Task => Report every line of the data where the string "sleeve" appears.

(Task data)

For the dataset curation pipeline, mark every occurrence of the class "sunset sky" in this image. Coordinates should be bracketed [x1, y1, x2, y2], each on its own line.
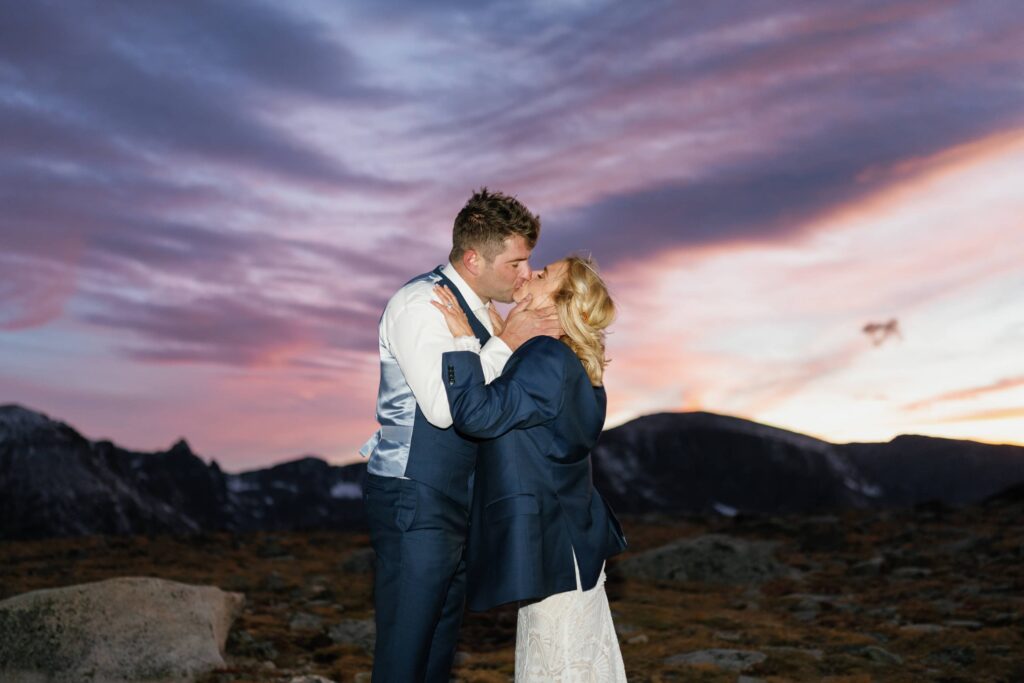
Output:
[2, 1, 1023, 471]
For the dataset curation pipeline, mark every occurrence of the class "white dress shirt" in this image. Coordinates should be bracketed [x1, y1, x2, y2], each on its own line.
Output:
[379, 262, 511, 429]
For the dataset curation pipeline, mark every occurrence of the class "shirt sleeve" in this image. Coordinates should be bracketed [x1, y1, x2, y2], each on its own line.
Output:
[385, 296, 512, 429]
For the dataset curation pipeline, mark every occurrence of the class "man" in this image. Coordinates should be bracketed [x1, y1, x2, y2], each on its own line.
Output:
[360, 188, 561, 681]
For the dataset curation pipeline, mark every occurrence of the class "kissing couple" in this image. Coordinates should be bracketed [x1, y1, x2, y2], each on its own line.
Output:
[360, 188, 628, 681]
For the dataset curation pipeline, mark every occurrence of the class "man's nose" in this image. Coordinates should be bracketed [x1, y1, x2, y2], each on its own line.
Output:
[522, 263, 534, 280]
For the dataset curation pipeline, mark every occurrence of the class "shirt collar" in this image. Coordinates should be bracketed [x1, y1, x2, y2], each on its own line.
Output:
[441, 261, 487, 312]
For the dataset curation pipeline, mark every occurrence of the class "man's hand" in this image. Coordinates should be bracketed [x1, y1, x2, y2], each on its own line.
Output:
[497, 295, 563, 351]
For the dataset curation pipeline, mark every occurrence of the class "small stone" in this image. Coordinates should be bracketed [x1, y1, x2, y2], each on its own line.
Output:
[288, 676, 337, 683]
[892, 566, 932, 579]
[850, 556, 885, 576]
[714, 630, 742, 642]
[665, 648, 767, 672]
[289, 612, 325, 631]
[453, 651, 472, 666]
[354, 673, 372, 683]
[899, 623, 945, 634]
[944, 620, 983, 630]
[764, 646, 824, 661]
[858, 645, 903, 665]
[328, 618, 376, 654]
[627, 633, 648, 645]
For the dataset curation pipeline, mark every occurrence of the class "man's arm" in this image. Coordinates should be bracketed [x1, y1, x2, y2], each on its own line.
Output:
[386, 297, 463, 429]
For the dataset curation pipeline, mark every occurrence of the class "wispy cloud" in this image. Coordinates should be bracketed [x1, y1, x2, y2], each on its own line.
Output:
[2, 0, 1022, 464]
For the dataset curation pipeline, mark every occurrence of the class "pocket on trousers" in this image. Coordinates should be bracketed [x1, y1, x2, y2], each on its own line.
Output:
[485, 493, 539, 521]
[394, 484, 418, 531]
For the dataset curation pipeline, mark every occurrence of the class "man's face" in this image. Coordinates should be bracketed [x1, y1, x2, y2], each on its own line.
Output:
[476, 235, 533, 303]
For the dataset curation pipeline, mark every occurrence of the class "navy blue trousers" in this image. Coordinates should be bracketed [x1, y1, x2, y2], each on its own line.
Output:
[364, 473, 468, 682]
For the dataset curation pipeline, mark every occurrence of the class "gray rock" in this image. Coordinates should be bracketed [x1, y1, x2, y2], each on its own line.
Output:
[892, 566, 932, 579]
[0, 576, 244, 683]
[764, 646, 824, 661]
[899, 623, 945, 634]
[288, 677, 337, 683]
[328, 618, 376, 653]
[944, 619, 983, 630]
[926, 646, 975, 667]
[618, 534, 791, 584]
[353, 673, 372, 683]
[627, 633, 649, 645]
[228, 629, 278, 660]
[665, 648, 767, 671]
[289, 611, 324, 631]
[857, 645, 903, 665]
[849, 556, 885, 576]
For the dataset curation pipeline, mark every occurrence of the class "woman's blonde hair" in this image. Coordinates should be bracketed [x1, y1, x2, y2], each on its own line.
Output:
[553, 255, 615, 386]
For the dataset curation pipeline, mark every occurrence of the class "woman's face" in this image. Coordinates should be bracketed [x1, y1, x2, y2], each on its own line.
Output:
[512, 259, 568, 307]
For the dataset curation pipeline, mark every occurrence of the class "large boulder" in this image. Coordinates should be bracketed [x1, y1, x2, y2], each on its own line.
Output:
[617, 533, 792, 584]
[0, 576, 244, 683]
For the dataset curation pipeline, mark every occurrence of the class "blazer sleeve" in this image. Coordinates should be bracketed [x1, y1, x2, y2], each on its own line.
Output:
[441, 339, 567, 439]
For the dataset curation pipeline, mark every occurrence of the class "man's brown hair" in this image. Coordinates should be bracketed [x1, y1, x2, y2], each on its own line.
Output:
[450, 188, 540, 263]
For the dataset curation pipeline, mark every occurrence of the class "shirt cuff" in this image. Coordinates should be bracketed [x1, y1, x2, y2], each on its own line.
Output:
[453, 336, 482, 353]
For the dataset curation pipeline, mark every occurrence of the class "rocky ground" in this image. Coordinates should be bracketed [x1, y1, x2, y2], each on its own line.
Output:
[2, 492, 1021, 682]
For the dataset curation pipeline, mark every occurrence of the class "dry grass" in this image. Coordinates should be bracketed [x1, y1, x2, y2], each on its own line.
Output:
[2, 500, 1022, 682]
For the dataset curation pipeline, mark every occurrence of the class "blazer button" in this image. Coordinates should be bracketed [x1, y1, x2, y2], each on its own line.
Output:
[447, 366, 455, 385]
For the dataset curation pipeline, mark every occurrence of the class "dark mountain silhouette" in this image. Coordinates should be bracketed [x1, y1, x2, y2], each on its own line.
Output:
[591, 412, 1024, 516]
[0, 405, 365, 541]
[3, 404, 1024, 540]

(End Task data)

Your solution =>
For the dataset curation pipeline, mark every occurrence of the class "shirt sleeve" in this image. Coordinates should be bracketed [x1, y1, x2, y2], each on its own line.
For the dataset curation pipeline, mark every occurrence of the class "blazer sleeve" in this image. Coordinates should be bracketed [x1, y1, x2, y2], each on its own line.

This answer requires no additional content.